Presentación del poemario «bancales de perfume» de Teresa Ramos
Se celebró en El Bosquecillo de Pamplona, el viernes 21 de abril de 2017. El libro está editado en la colección Poética y peatonal, con la serie Ejemplar Único del pintor y editor Gabriel Viñals.
Esta fue la presentación:
Buenas tardes. Gracias por acompañarnos.
Teresa Ramos me confió la presentación de su poemario bancales de perfume.
Con su confianza, me entregó la llave invisible que abre el portón de entrada a su «tierra secreta», la que Robert Graves cantaba en aquel bello poema:
«Toda mujer verdadera, posee una tierra secreta, más real para ella que este pálido mundo exterior. A medianoche, cuando reina el silencio, deja de lado aguja o libro y la visita a escondidas. Cerrando los ojos improvisa una puerta de cinco barras entre los altos abedules, salta por encima, toma posesión.
Luego corre, o vuela, o cabalga (un caballo viene al trote a recibirla) y viaja donde quiere. Puede hacer crecer la hierba, incitar a los lirios a mudarse de capullo a flor mientras los observa; dejar que los peces coman de su mano. Ha fundado pueblos, ha plantado arboledas, ha formado valles donde los riachuelos corren frescos hacia una bahía cerrada.
Jamás osé interrogar a mi amada sobre el gobierno de su reino, o su geografía, ni la seguí entre aquellos abedules, sentándome a horcajadas sobre la puerta, espiando en la bruma.
Pero ella me ha prometido, cuando yo muera, un albergue bajo su palacio personal en un claro del bosque, donde crezcan gencianas y alhelíes, y en ocasiones podamos encontrarnos. «
Tenía, pues, la llave a una desconocida TIERRA SECRETA.
Descalza penetré en el espacio cuajado de fragancias: rosas, azahares, madreselvas, tulipanes, jazmines, girasoles, lavandas. Y sabores: fresas, granadas, naranjas. En aquella tierra había además acacias, trigales, líquenes…
Descalza y cegada por una luz centelleante. O descalza y clandestina cómplice de la sombra.

Ítems listados>
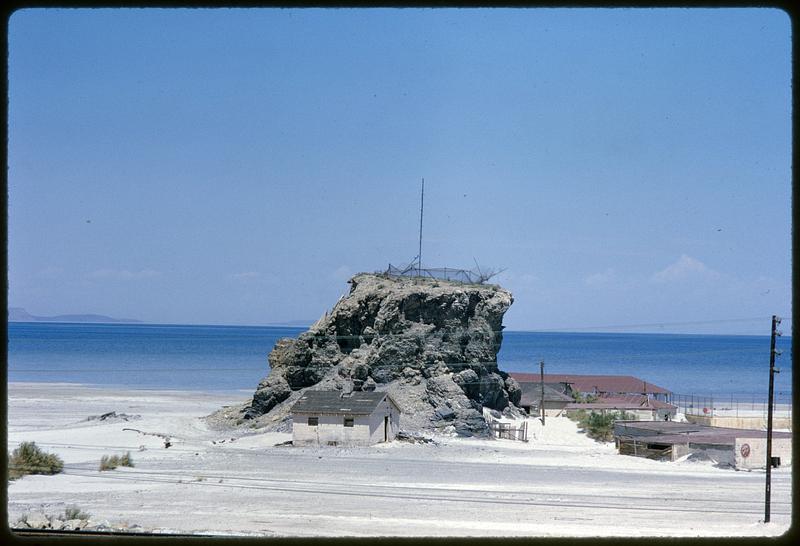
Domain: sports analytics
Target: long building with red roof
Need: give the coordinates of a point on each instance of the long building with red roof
(601, 385)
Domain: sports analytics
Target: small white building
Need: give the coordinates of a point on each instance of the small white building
(340, 418)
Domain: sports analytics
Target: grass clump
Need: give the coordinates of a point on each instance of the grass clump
(600, 426)
(74, 512)
(28, 458)
(110, 462)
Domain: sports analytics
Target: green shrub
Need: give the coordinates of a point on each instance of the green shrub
(28, 458)
(74, 512)
(110, 462)
(601, 426)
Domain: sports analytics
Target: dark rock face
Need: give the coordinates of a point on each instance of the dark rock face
(438, 336)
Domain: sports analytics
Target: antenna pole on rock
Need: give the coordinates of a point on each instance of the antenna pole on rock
(421, 205)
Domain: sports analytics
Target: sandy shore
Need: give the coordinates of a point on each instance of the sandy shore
(558, 484)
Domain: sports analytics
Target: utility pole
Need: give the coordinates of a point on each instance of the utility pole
(772, 371)
(541, 376)
(421, 205)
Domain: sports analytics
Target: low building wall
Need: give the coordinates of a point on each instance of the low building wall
(330, 430)
(752, 423)
(755, 454)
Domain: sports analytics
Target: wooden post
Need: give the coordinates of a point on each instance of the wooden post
(772, 371)
(541, 376)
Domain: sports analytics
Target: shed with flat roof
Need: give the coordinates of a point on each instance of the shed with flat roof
(739, 448)
(344, 418)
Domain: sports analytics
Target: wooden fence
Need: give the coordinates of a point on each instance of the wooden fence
(508, 431)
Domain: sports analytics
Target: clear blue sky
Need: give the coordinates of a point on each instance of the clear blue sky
(237, 166)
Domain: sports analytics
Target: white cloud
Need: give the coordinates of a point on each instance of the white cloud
(123, 274)
(343, 273)
(600, 278)
(50, 273)
(245, 275)
(685, 268)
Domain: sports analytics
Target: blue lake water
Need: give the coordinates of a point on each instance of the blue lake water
(148, 356)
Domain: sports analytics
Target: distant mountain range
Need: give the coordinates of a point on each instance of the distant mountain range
(18, 314)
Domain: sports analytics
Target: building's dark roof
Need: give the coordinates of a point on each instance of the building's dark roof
(357, 403)
(623, 402)
(532, 394)
(595, 383)
(641, 400)
(670, 432)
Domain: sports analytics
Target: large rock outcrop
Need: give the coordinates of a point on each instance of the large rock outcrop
(431, 343)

Lista de tareas>
a - Reescribe el pasaje del texto sobre el poemario que va de "Luego corre, o" a "desconocida TIERRA SECRETA.", ambos incluidos, sustituyendo "pueblos" por "ciudades".
b - ¿Cómo resumirías en dos oraciones el texto sobre el poemario?
Los ítems no hacen falta para ninguna tarea.

Respuestas>
a -
Luego corre, o vuela, o cabalga (un caballo viene al trote a recibirla) y viaja donde quiere. Puede hacer crecer la hierba, incitar a los lirios a mudarse de capullo a flor mientras los observa; dejar que los peces coman de su mano. Ha fundado ciudades, ha plantado arboledas, ha formado valles donde los riachuelos corren frescos hacia una bahía cerrada.
Jamás osé interrogar a mi amada sobre el gobierno de su reino, o su geografía, ni la seguí entre aquellos abedules, sentándome a horcajadas sobre la puerta, espiando en la bruma.
Pero ella me ha prometido, cuando yo muera, un albergue bajo su palacio personal en un claro del bosque, donde crezcan gencianas y alhelíes, y en ocasiones podamos encontrarnos. «
Tenía, pues, la llave a una desconocida TIERRA SECRETA.

b - La presentación del poemario «bancales de perfume» de Teresa Ramos se celebró en El Bosquecillo de Pamplona el viernes 21 de abril de 2017, y el libro está editado en la colección Poética y peatonal. Quien lo presenta cuenta que la autora le confió esa tarea y, con ella, la llave de su «tierra secreta», evocada mediante un poema de Robert Graves, en la que entró descalza entre fragancias y sabores.